Prompt 1
Display every line in the listing that contains the string "space", treating uppercase and lowercase as distinct.

Phenomenological Method - Husserl and Heidegger
Husserlian phenomenology - general statement of method:
Phenomenology is the science of the general structure of appearances, where appearances
are not opposed to reality.
Husserlian phenomenology - specific elements:
A. Phenomenology requires bracketing the beliefs that make up what Husserl calls the
'natural attitude'. Husserl names this bracketing "epochē." Epochē involves:
1. suspension of assent to "prejudices," meaning prejudgments about how phenomena
should be interpreted or explained, including the prejudgments of the natural sciences;
2. suspension of assent to the existence of an external world of objects;
3. a reduction to thought, to the realm of pure consciousness.
B. Phenomenology attempts to uncover and isolate the essential nature of things as they
appear to us; it analyzes the "eidos" or "essence" of appearances.
In Husserl's words, phenomenology is not "a science of facts, but . . . of essential being . .

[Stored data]
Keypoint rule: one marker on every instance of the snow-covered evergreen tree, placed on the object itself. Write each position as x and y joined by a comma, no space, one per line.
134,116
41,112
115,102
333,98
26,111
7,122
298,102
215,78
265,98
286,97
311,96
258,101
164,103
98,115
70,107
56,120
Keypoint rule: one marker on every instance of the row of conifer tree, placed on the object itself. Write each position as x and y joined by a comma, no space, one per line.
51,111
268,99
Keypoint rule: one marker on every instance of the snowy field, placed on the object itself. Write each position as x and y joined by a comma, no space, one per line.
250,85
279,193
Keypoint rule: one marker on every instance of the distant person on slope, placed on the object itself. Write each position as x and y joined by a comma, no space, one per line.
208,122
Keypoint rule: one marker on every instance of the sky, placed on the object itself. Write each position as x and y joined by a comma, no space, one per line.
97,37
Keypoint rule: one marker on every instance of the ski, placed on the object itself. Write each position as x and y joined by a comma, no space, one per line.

Prompt 2
Repeat the passage from the notes on Husserlian phenomenology word for word, starting with "Phenomenological Method - Husserl" and going on through "opposed to reality.".

Written solution 1
Keypoint rule: one marker on every instance of the snow-covered evergreen tree, placed on the object itself. Write each position as x and y joined by a comma, no space, one per line.
Keypoint rule: one marker on every instance of the row of conifer tree, placed on the object itself. Write each position as x and y joined by a comma, no space, one per line.
Keypoint rule: one marker on every instance of the snowy field, placed on the object itself. Write each position as x and y joined by a comma, no space, one per line.
Keypoint rule: one marker on every instance of the distant person on slope, placed on the object itself. Write each position as x and y joined by a comma, no space, one per line.
Keypoint rule: one marker on every instance of the sky, placed on the object itself. Write each position as x and y joined by a comma, no space, one per line.
Keypoint rule: one marker on every instance of the ski, placed on the object itself. Write each position as x and y joined by a comma, no space, one per line.

Written solution 2
Phenomenological Method - Husserl and Heidegger
Husserlian phenomenology - general statement of method:
Phenomenology is the science of the general structure of appearances, where appearances
are not opposed to reality.